→ **Instructions to follow**
Skipping any pictures, give all of the records below again exactly.
Records shown Start Marker
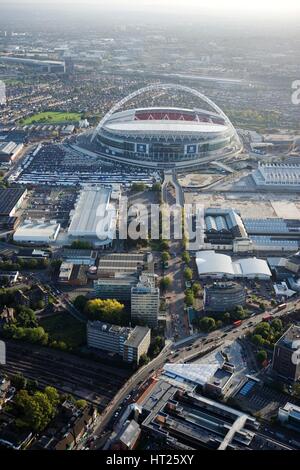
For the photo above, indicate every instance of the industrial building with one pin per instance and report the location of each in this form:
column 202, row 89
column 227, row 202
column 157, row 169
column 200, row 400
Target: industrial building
column 224, row 297
column 11, row 200
column 78, row 256
column 94, row 218
column 9, row 151
column 277, row 176
column 40, row 232
column 145, row 301
column 184, row 420
column 72, row 274
column 218, row 266
column 129, row 343
column 286, row 355
column 289, row 416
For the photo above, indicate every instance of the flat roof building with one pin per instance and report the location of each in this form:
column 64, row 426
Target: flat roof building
column 129, row 343
column 94, row 218
column 145, row 301
column 11, row 200
column 277, row 176
column 219, row 266
column 37, row 231
column 224, row 297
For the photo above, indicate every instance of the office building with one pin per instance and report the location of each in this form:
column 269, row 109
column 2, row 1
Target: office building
column 286, row 355
column 128, row 343
column 224, row 297
column 115, row 287
column 289, row 416
column 145, row 301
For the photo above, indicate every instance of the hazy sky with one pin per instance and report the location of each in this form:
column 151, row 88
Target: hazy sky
column 272, row 7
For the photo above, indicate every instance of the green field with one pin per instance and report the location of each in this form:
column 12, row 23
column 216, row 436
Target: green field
column 64, row 327
column 50, row 117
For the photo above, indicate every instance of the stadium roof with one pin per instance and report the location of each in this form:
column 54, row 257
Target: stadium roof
column 165, row 126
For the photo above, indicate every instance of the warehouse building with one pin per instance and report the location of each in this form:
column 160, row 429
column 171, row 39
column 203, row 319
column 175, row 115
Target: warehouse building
column 94, row 217
column 9, row 151
column 218, row 266
column 277, row 176
column 145, row 301
column 224, row 297
column 11, row 200
column 84, row 257
column 38, row 232
column 129, row 343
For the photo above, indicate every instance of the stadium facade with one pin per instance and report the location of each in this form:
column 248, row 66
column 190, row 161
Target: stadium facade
column 165, row 137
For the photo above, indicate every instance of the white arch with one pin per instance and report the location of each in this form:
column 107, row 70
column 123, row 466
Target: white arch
column 162, row 86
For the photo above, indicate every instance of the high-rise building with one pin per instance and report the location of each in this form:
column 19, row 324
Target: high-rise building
column 130, row 343
column 286, row 356
column 145, row 301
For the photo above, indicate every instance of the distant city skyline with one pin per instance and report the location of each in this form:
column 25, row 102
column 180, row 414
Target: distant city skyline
column 230, row 7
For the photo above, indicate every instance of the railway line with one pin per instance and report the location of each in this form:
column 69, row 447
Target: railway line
column 98, row 384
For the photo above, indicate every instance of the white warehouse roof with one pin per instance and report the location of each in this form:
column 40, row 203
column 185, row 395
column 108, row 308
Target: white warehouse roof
column 37, row 231
column 210, row 263
column 93, row 216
Records shown End Marker
→ **Result for this task**
For the photo above, indicate every instance of the industrial building with one pin per instance and report the location of each in this form:
column 202, row 89
column 227, row 202
column 157, row 169
column 200, row 400
Target: industrial building
column 224, row 297
column 11, row 200
column 78, row 256
column 94, row 218
column 9, row 151
column 277, row 176
column 40, row 232
column 145, row 301
column 184, row 420
column 72, row 274
column 218, row 266
column 129, row 343
column 286, row 355
column 289, row 416
For the photo above, indicate every instance of the flat roof building with one pin per instance and report the location of each in this form:
column 64, row 426
Target: flat roof building
column 129, row 343
column 94, row 218
column 145, row 301
column 11, row 200
column 277, row 176
column 219, row 266
column 37, row 231
column 224, row 297
For the photo above, indicate every instance of the office building with one pin per instance and report the location of each in this form:
column 269, row 109
column 2, row 1
Target: office building
column 286, row 355
column 128, row 343
column 224, row 297
column 115, row 287
column 289, row 416
column 145, row 301
For the photo above, indicate every instance of the hazy sky with one pin per instance and report the location of each in this form:
column 151, row 88
Target: hazy sky
column 272, row 7
For the photo above, indicate every instance of the green field with one pin per instance and report the location of each in this form:
column 12, row 23
column 216, row 436
Target: green field
column 64, row 327
column 50, row 117
For the photo above, indicate every instance of the stadium roof with one pin per instance and report the location of each in this form:
column 54, row 257
Target: stadium roof
column 165, row 126
For the photo above, indicate every instance of the warehouse building with one pin per instance and report the location of each in this form:
column 160, row 429
column 171, row 39
column 203, row 319
column 175, row 115
Target: warehouse building
column 94, row 217
column 9, row 151
column 218, row 266
column 277, row 176
column 145, row 301
column 224, row 297
column 11, row 200
column 84, row 257
column 38, row 232
column 129, row 343
For the photo above, indicate every instance of the stadium facade with one pin per instance and report the location of each in this form:
column 248, row 66
column 190, row 161
Target: stadium facade
column 165, row 137
For the photo above, indicate every instance of the white arch with one pin per instance and report the location of each in this form:
column 107, row 70
column 123, row 466
Target: white arch
column 162, row 86
For the photo above, indicate every instance of the high-rise building with one pin per instance and report the location of each in this form:
column 19, row 324
Target: high-rise building
column 130, row 343
column 286, row 356
column 145, row 301
For the photo above, indicate every instance of the distant city skyline with one pin per instance and report the location of each in this form:
column 25, row 102
column 180, row 414
Target: distant city skyline
column 230, row 7
For the photo above, indicate every instance of the railway line with one pin per instance and report the location of each in this form:
column 69, row 447
Target: railway line
column 98, row 384
For the photo above, indicate every instance of the white warehouse roof with one pin per instance and report the location of each in this form:
column 40, row 203
column 185, row 395
column 108, row 308
Target: white warehouse roof
column 37, row 231
column 210, row 263
column 93, row 216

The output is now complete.